> _Dataset extract_:
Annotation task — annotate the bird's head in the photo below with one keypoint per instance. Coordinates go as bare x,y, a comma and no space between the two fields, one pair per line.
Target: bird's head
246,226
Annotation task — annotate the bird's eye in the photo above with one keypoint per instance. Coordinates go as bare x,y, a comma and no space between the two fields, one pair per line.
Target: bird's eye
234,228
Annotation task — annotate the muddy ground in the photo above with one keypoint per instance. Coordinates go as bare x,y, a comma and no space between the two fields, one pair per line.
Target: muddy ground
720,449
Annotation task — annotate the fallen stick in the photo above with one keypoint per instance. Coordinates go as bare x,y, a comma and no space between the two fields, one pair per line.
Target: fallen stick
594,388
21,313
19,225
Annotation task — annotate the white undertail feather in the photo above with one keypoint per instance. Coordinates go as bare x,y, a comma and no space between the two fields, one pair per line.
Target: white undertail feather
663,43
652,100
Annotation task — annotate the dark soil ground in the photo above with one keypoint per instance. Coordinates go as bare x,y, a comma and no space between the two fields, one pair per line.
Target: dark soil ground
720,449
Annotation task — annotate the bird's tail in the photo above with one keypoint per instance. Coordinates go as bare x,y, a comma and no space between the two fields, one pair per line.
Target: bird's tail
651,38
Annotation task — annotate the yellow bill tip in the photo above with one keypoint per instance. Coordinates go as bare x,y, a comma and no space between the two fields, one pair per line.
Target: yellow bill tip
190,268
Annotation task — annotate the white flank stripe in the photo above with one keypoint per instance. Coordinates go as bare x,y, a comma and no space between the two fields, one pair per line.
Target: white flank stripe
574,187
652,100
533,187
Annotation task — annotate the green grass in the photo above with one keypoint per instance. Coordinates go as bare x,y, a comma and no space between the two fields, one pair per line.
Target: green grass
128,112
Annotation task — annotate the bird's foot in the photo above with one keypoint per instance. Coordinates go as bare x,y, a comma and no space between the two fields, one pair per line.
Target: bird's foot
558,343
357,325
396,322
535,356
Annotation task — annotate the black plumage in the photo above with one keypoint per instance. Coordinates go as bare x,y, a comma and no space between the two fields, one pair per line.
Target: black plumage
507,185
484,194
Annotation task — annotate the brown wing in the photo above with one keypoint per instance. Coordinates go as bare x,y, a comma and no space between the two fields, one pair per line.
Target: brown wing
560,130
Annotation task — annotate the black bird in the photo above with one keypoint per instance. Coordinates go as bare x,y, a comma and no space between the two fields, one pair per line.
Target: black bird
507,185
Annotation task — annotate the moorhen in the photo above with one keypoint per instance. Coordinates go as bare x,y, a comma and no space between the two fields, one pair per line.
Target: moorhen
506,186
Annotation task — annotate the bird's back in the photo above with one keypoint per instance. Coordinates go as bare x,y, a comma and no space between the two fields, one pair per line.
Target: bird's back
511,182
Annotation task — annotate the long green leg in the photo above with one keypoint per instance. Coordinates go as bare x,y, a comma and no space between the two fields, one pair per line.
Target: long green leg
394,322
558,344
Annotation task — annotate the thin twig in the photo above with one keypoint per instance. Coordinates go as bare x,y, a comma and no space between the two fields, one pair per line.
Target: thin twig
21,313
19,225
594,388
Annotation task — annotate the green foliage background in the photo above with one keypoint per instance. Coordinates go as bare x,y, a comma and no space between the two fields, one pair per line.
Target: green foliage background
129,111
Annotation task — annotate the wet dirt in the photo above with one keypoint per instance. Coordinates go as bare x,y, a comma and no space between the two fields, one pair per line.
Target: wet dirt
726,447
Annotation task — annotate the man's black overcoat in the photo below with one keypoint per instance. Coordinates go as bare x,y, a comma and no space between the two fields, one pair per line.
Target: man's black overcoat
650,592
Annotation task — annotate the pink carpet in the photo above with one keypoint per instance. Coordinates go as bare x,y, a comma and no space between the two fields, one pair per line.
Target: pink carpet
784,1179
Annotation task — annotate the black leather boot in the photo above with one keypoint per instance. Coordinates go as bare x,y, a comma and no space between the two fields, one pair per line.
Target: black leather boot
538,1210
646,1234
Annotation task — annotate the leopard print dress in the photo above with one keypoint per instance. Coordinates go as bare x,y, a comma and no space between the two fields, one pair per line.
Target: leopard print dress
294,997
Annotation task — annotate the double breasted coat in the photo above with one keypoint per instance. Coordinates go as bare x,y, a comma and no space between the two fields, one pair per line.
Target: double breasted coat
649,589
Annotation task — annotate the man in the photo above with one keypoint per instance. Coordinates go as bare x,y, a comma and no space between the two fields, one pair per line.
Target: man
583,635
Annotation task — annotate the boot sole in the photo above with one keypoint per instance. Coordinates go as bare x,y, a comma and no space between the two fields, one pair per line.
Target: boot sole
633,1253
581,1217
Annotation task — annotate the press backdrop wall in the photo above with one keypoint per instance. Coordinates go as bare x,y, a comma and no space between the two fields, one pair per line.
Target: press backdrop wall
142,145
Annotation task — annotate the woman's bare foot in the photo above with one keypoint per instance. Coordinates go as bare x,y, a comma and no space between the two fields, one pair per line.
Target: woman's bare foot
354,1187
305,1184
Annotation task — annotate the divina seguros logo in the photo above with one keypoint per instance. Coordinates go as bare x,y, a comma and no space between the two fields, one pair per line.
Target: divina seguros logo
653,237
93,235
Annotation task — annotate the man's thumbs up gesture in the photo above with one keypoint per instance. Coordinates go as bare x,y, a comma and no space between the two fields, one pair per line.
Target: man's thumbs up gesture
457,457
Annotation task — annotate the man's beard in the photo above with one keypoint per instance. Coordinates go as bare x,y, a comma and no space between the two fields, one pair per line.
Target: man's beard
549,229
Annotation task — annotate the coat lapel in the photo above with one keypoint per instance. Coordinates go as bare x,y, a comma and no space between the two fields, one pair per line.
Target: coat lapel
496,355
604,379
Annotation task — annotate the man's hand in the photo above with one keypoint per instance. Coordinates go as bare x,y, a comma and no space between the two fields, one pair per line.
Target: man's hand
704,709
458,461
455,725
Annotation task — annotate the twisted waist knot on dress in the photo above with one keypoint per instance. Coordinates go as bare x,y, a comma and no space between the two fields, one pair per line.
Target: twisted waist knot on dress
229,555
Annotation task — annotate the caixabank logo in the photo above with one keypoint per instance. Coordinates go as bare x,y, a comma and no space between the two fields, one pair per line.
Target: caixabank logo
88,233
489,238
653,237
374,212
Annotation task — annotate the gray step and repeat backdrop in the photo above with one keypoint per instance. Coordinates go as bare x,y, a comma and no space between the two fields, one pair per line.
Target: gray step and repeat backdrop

> _Stated exercise_: Rewrite all of the rows above as a numbered list, omitting any blank lines.

> _Solution for this problem_:
1. Annotation task — annotate the bird's head in the photo below with one keypoint per instance. Coordinates go as bare x,y, a comma and no space between the two fields, one pair per line.
2. Target: bird's head
3. 246,226
4. Annotation task — annotate the bird's eye in the photo above with one keypoint per instance. Coordinates go as bare x,y, a comma and no space between the two fields, one pair per line.
5. Target: bird's eye
6. 234,228
7. Annotation task — annotate the muddy ground in the photo above with one keypoint per instance. Coordinates go as bare x,y, a comma and no space between the two fields, one pair per line.
8. Target: muddy ground
9. 720,449
10. Annotation task — annotate the fallen stick in the photo above with one keypoint per instance. Coordinates go as bare x,y, a comma and no space between the two fields, one pair per line.
11. Target: fallen stick
12. 594,388
13. 21,313
14. 19,225
15. Annotation task — annotate the white undertail feather in the photo above with one keypoint per instance. Coordinates go as bare x,y, a comma and no space between the two fields, one pair per line.
16. Target: white undertail feather
17. 663,43
18. 652,100
19. Annotation task — annotate the dark soil ground in the photo above with one keypoint per instance. Coordinates go as bare x,y, a comma and no space between the two fields, one pair per line.
20. Target: dark soil ground
21. 720,449
22. Annotation task — annotate the bird's tail in the photo above with one keypoint per instance. Coordinates go as bare x,y, a comma and no space between the two fields, one pair per line.
23. Target: bird's tail
24. 651,38
25. Annotation task — annotate the yellow bill tip in the photo above with one keypoint per instance. Coordinates go as bare x,y, a comma and no space between the two fields, one pair per line.
26. Target: yellow bill tip
27. 190,268
28. Annotation task — annotate the white flank stripe in the photo above with one keypoint per instance. Coordinates go as bare x,y, a comma and no space between the two fields, one pair per line.
29. Target: white flank stripe
30. 574,187
31. 652,100
32. 533,187
33. Annotation task — annotate the green grass in the photo above with one keypoint per instance. Coordinates go as bare x,y, a comma and no space between the two fields, one pair per line.
34. Target: green grass
35. 128,112
36. Annotation task — annotate the bird's foot in the photo above with one keypoint per instance. Coordinates go as bare x,y, a comma and no space between the two fields, one pair per line.
37. Target: bird's foot
38. 558,343
39. 357,325
40. 396,322
41. 535,356
42. Annotation task — annotate the black plumage in the photo above with one keypoint per instance. Coordinates go as bare x,y, a comma and no space between the two fields, one pair per line.
43. Target: black plumage
44. 507,185
45. 484,194
46. Annotation task — annotate the brown wing in the photo above with one keypoint per instance. Coordinates go as bare x,y, a comma and no space between the two fields, one pair per line.
47. Target: brown wing
48. 560,130
49. Annotation task — annotate the black bird in the photo above with one keypoint per instance. Coordinates go as bare x,y, a comma and no space between the two fields, one pair per line.
50. Target: black bird
51. 507,185
52. Annotation task — annotate the moorhen in the photo above with one keypoint per instance. Coordinates go as bare x,y, a comma and no space between the two fields, one pair per line.
53. Target: moorhen
54. 506,186
55. Annotation task — annotate the bird's back in the photo above with one keypoint per instance. Coordinates go as bare x,y, a comma and no space between the two fields, one pair per line.
56. Target: bird's back
57. 511,182
58. Annotation task — annotate the long green leg in the photo above with one keypoint per instance. Coordinates go as bare x,y, a comma and no space between the two fields, one pair per line.
59. Target: long green leg
60. 394,322
61. 558,344
62. Annotation task — annotate the thin twig in the photo above with one keypoint per instance. Coordinates go as bare x,y, a comma and no space between the two fields, one pair per line.
63. Target: thin twig
64. 21,313
65. 19,225
66. 594,388
67. Annotation task — annotate the green foliage background in the photo above with one keypoint per instance. Coordinates go as bare x,y, a comma and no space between the two fields, one pair per line.
68. Target: green foliage background
69. 129,111
70. Annotation task — annotate the wet dirt in the photo above with one keypoint per instance. Coordinates go as bare x,y, a comma and no space between the two fields, one pair per line.
71. Target: wet dirt
72. 726,447
73. Annotation task — annotate the man's black overcoat in the photo below with one keypoint per instance. Coordinates go as bare x,y, a comma and no space between the two fields, one pair per line.
74. Target: man's black overcoat
75. 650,592
76. Annotation task — annotate the pink carpet in the photo above with one keypoint per instance. Coordinates go as bare x,y, a comma and no space between the two fields, one pair per line.
77. Target: pink carpet
78. 784,1179
79. Annotation task — annotate the black leather boot in the photo above with one keypoint per instance. Coordinates go as bare x,y, a comma and no space between the two fields, one pair per line.
80. Target: black leather boot
81. 538,1210
82. 646,1234
83. Annotation task — annotate the leopard print dress in the photo above with one keypoint per instance. Coordinates go as bare x,y, a comma and no space between the two fields, one pair per line.
84. Target: leopard print dress
85. 294,997
86. Annotation task — annotate the double breasted coat in the photo above with one keypoint per instance. Coordinates go as bare x,y, a comma and no space between the two fields, one pair per line.
87. Target: double breasted coat
88. 649,589
89. Annotation task — annotate the man in the photo above with one keypoint per instance. Coordinates go as bare x,y, a comma and no space between the two fields, one pair per line.
90. Target: man
91. 583,635
92. Annotation task — annotate the boot sole in the photo above with one keypoint per instance. Coordinates go as bare x,y, a comma and no space between the two fields, one pair per line.
93. Target: boot sole
94. 633,1253
95. 581,1217
96. Annotation task — annotate the press backdrop wall in the photo above with one keypoint per instance. Coordinates go as bare x,y, a comma and no space between the two fields, one pair per line.
97. Target: press backdrop wall
98. 142,145
99. Annotation task — annotate the woman's bare foot in the photo above with one keypoint per instance. Coordinates go as bare x,y, a comma and no space between the two fields, one pair per line.
100. Target: woman's bare foot
101. 354,1187
102. 305,1184
103. Annotation task — annotate the divina seguros logo in the photo above with one keypoint per instance. Coordinates go as bare x,y, a comma and no space between the two fields, one pair per line.
104. Target: divina seguros logo
105. 653,237
106. 93,235
107. Annotation task — annotate the man's thumbs up gesture in the photo above with one keypoint per instance. Coordinates go as bare x,y, a comma and no space between the two fields, one pair per line.
108. Target: man's thumbs up gesture
109. 457,457
110. Annotation task — annotate the man's beard in the photo above with one keypoint per instance. Coordinates go as bare x,y, a comma and no space between the two fields, one pair per line.
111. Target: man's beard
112. 549,229
113. Annotation task — annotate the coat lapel in the photo above with one keypoint per instance. Coordinates go as bare x,y, a comma and no space between the two fields, one pair per line.
114. Target: coat lapel
115. 496,355
116. 604,379
117. Annotation task — annotate the man's hand in the photo above with one keypoint per instance. Coordinates go as bare x,y, a comma and no space between the two fields, one pair per line.
118. Target: man's hand
119. 704,709
120. 458,461
121. 455,725
122. Annotation task — annotate the twisted waist knot on dress in the photo above with one keypoint per instance. Coordinates go as bare x,y, a comma and no space between the two fields, one pair per line.
123. Target: twisted waist knot on dress
124. 229,555
125. Annotation task — annotate the caixabank logo in the photo above with one keypoint per instance. Coordinates go as bare x,y, a comma and no space between the two fields, one pair per line.
126. Target: caixabank logo
127. 88,233
128. 489,238
129. 653,237
130. 374,212
131. Annotation task — annotate the gray step and repeat backdrop in the photo above with one keypoint per instance. Coordinates go as bare x,y, a comma and no space between the two fields, one pair per line.
132. Target: gray step and repeat backdrop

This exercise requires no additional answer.